[Opening Text passage section]

Book now for early 2016
OK, so you’ve probably got enough to do with Christmas approaching without thinking about what you’re going to see on stage next year. And yet. The thing is, if you don’t book for certain plays now, they’ll almost certainly sell out, and we, at least, wouldn’t want to miss out on what promises to be stellar work. Do also see last week’s post on The Royal Court’s 2016 season.
Hangmen by Martin McDonagh, directed by Matthew Dunster. 1 Dec – 5 March at Wyndhams Theatre. Hangmen transfers to the West End from the Royal Court where it was a sell out hit earlier this year. David Morrissey plays a hangman (the second best in England, no less) faced with his future on the day hanging is abolished in England. The Observer called it The Royal Court’s new Jerusalem, and it got total raves across the board: ‘brilliantly macabre’, said the critics. ‘Exhilarating’, ‘dialogue to die for’, ‘gripping’, ‘riveting from start to finish’, ‘pitch perfect performances…’
Nell Gwynn by Jessica Swale, directed by Chrisopher Luscombe. Opens 4 February at the Apollo Theatre. This is another transfer, which was also a big critical and commercial success, though this time at Shakespeare’s Globe. It’s such a good story, that of Nell Gwynne, who began as an orange seller and rose to become one of Britain’s first and most acclaimed actresses as well as the King’s mistress. The West End production stars Gemma Arterton, who recently won an Evening Standard Award for her work in Made in Dagenham.
Elegy: 21 April – 18 June, at the Donmar Warehouse. The new play by Nick Payne, who is sizzlingly hot after his 2012 play Constellations won The Evening Standard award for Best New Play before transferring to New York (Ruth Wilson and Jake Gyllenhaal starred) where it took the city by storm. This new play, directed by the Donmar’s artistic director Josie Rourke, is a three hander exploring what happens when advances in medical science mean you can extend life. Even though this doesn’t open till the end of April, such is Payne’s currency that it’s sure to sell out super fast.
And do keep a look out for The Flick by Annie Baker which is coming to the Dorfman Theatre at the National in April (dates are not yet confirmed). Set in a run down movie house in Massachusetts and about the lives of its three employees, the play arrives in London fresh from New York where it wowed audiences and won the Pulitzer Prize for Drama.

[Closing Text passage section]

Task instructions: Please repeat the 2016 theater post word for word, from "And do keep" up to and including "Prize for Drama.". The lines that come next are separate from the 2016 theater post.

[Opening Record extracts section]

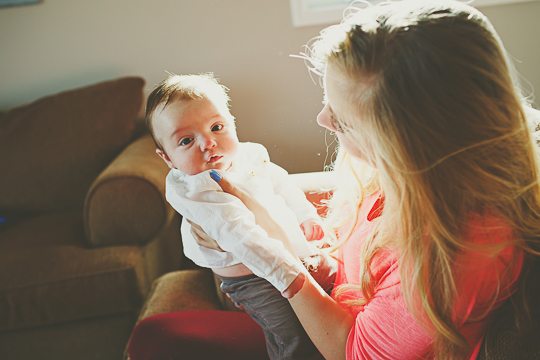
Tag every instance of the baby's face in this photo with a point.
(195, 136)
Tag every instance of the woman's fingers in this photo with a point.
(202, 238)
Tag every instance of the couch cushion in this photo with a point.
(206, 334)
(53, 279)
(126, 203)
(54, 147)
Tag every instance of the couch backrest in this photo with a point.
(52, 149)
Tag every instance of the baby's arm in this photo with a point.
(225, 218)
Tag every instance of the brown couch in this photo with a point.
(84, 228)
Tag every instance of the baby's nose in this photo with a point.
(207, 143)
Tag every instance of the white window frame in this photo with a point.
(303, 12)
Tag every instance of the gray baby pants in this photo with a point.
(285, 337)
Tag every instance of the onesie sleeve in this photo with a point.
(226, 219)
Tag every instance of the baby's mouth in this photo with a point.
(214, 158)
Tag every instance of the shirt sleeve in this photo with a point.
(226, 219)
(384, 328)
(291, 193)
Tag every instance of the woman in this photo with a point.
(424, 94)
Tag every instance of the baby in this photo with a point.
(194, 131)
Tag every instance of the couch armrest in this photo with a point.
(126, 202)
(317, 186)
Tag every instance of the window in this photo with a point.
(316, 12)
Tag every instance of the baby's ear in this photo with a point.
(165, 158)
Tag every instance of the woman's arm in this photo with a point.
(327, 323)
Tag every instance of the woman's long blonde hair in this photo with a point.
(443, 123)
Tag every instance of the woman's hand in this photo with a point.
(312, 230)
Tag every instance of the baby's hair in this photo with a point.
(186, 88)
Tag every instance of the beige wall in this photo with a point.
(60, 44)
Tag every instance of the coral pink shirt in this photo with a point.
(385, 329)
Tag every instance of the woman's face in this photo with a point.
(337, 95)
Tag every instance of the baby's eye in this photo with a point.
(217, 127)
(185, 141)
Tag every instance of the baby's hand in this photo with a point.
(312, 229)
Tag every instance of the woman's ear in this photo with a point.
(165, 158)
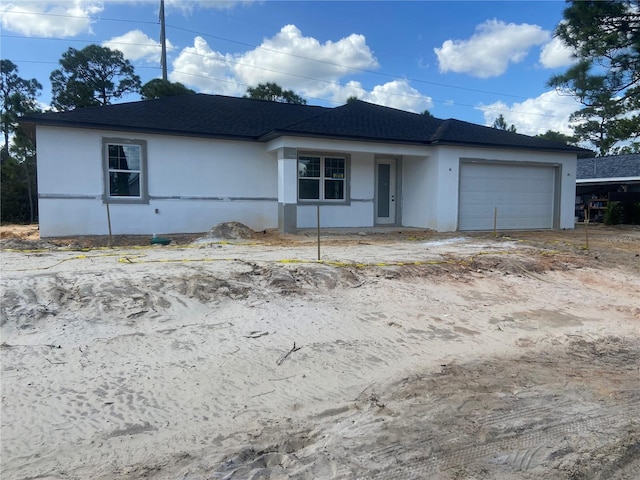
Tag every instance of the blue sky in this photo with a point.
(471, 60)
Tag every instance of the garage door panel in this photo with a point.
(522, 194)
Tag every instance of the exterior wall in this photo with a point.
(196, 183)
(358, 212)
(193, 184)
(419, 192)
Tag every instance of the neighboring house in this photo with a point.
(184, 164)
(603, 179)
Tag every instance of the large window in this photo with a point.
(125, 164)
(322, 178)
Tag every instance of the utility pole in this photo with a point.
(163, 42)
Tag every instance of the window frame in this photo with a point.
(143, 197)
(322, 200)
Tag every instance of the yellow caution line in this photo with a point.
(135, 259)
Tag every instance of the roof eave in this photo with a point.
(137, 129)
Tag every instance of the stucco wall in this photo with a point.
(196, 183)
(193, 184)
(359, 211)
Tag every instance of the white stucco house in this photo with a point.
(183, 164)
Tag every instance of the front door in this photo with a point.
(386, 192)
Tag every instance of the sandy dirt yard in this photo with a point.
(400, 355)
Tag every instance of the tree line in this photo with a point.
(605, 78)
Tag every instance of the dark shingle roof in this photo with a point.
(218, 116)
(615, 166)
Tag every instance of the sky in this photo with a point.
(469, 60)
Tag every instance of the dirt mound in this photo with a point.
(227, 231)
(15, 243)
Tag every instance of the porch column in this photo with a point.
(287, 190)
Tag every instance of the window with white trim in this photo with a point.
(125, 165)
(322, 178)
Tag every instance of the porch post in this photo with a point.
(287, 190)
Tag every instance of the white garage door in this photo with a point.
(523, 195)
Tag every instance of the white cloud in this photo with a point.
(49, 19)
(136, 45)
(295, 62)
(491, 49)
(314, 64)
(319, 68)
(206, 70)
(399, 94)
(556, 54)
(549, 111)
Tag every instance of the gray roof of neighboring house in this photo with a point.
(615, 166)
(217, 116)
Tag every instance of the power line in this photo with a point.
(326, 62)
(334, 83)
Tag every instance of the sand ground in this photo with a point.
(400, 355)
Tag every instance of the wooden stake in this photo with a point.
(495, 221)
(109, 223)
(318, 216)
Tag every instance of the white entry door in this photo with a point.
(386, 192)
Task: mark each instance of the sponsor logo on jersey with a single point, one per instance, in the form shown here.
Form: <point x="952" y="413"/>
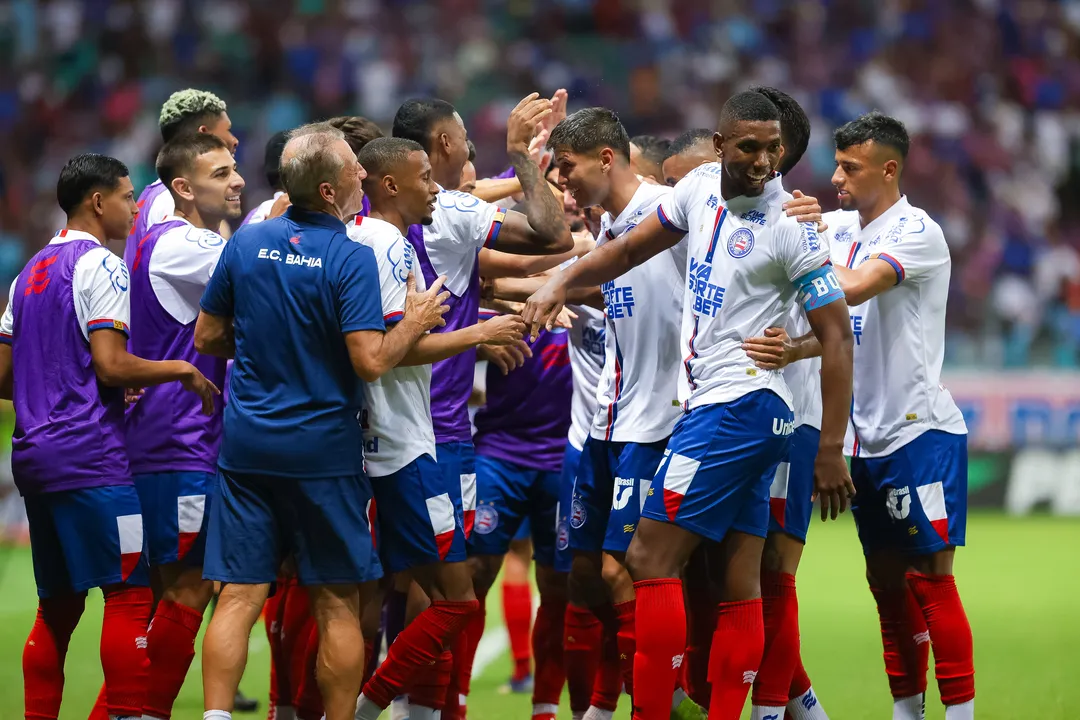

[Closing Record extracts section]

Result of this task:
And do keep a look out for The Flick by Annie Baker which is coming to the Dorfman Theatre at the National in April (dates are not yet confirmed). Set in a run down movie house in Massachusetts and about the lives of its three employees, the play arrives in London fresh from New York where it wowed audiences and won the Pulitzer Prize for Drama.